##### Record excerpts #####

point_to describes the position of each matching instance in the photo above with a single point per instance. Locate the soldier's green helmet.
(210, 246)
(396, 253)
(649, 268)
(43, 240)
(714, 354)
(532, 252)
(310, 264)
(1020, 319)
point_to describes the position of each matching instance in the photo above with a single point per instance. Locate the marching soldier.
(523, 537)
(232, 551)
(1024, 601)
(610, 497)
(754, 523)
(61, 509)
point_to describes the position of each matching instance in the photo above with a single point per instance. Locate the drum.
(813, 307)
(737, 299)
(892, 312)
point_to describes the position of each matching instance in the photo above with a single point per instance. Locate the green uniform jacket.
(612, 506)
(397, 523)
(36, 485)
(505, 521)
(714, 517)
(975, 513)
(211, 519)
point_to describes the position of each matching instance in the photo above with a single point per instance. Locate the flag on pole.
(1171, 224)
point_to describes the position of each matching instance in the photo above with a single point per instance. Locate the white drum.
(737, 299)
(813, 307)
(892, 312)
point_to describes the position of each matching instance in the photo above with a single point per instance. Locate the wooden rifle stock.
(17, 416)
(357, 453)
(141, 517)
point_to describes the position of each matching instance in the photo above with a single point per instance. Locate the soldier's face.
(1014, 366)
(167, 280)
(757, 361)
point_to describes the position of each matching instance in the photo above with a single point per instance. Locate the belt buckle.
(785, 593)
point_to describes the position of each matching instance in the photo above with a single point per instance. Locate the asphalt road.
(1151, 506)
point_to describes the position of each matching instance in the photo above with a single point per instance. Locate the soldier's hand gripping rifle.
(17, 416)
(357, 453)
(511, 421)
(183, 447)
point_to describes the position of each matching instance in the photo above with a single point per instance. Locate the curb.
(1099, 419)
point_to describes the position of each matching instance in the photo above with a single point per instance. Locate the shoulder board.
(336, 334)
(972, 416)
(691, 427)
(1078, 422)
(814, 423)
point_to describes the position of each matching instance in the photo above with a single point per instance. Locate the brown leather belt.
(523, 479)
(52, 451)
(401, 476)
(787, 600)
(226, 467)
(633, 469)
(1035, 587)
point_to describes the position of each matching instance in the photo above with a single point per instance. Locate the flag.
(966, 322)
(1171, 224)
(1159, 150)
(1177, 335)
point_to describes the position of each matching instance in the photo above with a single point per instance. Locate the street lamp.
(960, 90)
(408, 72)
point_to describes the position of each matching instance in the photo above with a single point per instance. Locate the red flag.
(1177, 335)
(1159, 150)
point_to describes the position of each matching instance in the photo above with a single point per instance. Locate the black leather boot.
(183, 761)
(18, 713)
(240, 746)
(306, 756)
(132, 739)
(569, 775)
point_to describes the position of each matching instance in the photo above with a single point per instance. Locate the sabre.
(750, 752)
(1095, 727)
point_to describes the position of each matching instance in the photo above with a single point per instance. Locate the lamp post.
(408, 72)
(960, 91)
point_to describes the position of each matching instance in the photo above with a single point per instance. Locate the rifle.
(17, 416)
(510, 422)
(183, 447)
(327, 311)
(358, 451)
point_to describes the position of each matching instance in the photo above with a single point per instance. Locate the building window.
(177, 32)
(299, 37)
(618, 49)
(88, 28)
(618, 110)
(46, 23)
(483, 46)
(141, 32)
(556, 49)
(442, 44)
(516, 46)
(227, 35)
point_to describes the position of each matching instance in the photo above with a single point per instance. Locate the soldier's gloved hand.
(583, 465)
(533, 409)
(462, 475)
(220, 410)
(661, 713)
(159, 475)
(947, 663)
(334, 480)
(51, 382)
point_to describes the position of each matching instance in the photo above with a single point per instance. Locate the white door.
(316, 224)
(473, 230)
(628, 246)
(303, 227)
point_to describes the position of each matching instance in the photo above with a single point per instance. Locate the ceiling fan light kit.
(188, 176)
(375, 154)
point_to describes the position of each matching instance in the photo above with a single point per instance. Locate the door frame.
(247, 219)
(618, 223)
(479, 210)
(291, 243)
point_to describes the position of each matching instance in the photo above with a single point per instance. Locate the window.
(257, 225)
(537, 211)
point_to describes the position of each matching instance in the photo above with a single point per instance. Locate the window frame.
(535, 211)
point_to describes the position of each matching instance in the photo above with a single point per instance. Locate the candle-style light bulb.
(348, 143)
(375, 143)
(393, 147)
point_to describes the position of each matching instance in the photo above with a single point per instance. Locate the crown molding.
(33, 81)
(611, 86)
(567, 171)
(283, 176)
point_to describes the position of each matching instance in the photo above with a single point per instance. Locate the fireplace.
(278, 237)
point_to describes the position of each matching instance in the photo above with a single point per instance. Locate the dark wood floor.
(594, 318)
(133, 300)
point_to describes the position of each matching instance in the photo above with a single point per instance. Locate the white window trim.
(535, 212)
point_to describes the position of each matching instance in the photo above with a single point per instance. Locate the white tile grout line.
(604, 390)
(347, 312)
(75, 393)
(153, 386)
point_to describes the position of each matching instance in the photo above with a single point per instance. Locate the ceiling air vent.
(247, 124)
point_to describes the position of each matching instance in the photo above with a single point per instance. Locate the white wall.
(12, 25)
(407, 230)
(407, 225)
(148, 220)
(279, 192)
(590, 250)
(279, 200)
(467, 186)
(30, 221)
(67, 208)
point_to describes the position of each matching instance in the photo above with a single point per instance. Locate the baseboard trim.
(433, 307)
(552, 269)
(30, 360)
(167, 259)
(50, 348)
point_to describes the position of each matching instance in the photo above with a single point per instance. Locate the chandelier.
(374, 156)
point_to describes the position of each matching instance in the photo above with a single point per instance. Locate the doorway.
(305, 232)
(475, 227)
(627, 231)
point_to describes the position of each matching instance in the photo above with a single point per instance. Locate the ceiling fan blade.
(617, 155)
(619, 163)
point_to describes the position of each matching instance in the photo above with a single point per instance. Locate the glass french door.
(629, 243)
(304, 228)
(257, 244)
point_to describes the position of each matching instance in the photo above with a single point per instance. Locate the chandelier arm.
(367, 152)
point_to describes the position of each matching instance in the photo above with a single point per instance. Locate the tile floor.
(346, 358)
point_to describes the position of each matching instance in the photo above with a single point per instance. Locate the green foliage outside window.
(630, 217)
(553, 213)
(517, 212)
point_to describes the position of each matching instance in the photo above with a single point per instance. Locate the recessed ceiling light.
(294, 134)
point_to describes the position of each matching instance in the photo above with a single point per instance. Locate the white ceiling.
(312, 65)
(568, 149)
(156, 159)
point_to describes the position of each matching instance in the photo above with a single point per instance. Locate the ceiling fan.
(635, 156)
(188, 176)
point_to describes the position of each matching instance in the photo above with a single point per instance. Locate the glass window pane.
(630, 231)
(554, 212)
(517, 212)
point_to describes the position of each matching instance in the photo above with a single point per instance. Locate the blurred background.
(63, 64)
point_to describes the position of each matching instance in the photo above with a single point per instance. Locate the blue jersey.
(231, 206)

#####

* Set task:
Copy out the records from the line containing "the ceiling fan." through the last line of the records, with both of those lines included.

* Result of this exercise:
point_to describes the position of each matching instance in the photo above with a single point per instance. Locate the ceiling fan.
(635, 156)
(188, 176)
point_to describes the position of each matching instance in the photo above with a single point per instance. Locate the glass window pane.
(630, 231)
(554, 212)
(517, 212)
point_to describes the position of each matching instance in the photo above with a single point per instance. Locate the blurred background.
(63, 64)
point_to describes the position of each matching instance in the photo above with a single point per instance. Locate the blue jersey.
(231, 206)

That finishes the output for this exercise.